Location identification items

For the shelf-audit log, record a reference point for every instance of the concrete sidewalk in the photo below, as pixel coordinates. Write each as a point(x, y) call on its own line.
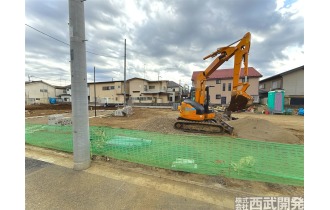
point(51, 183)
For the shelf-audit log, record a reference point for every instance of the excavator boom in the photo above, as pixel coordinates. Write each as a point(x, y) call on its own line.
point(196, 111)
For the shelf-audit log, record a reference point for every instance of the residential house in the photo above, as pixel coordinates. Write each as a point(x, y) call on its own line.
point(111, 92)
point(222, 82)
point(145, 91)
point(292, 82)
point(63, 93)
point(175, 92)
point(38, 92)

### GOAL OF THE EXERCISE
Can you reproduce, word for word, the stretch of rows from the line containing "of the excavator" through the end of the rows?

### SOLUTION TO THE PROBLEM
For the shelf-audit log, record a reference point for every instance of the excavator boom in the photo above, as pixel coordinates. Write each as a point(x, y) call on its own line.
point(196, 111)
For the shelf-audit log, record a reference point for every instance of the residential house in the photo above, as pixel coordinates. Write each as a point(x, y) call on its own line.
point(111, 92)
point(222, 82)
point(145, 91)
point(292, 82)
point(63, 93)
point(175, 92)
point(38, 92)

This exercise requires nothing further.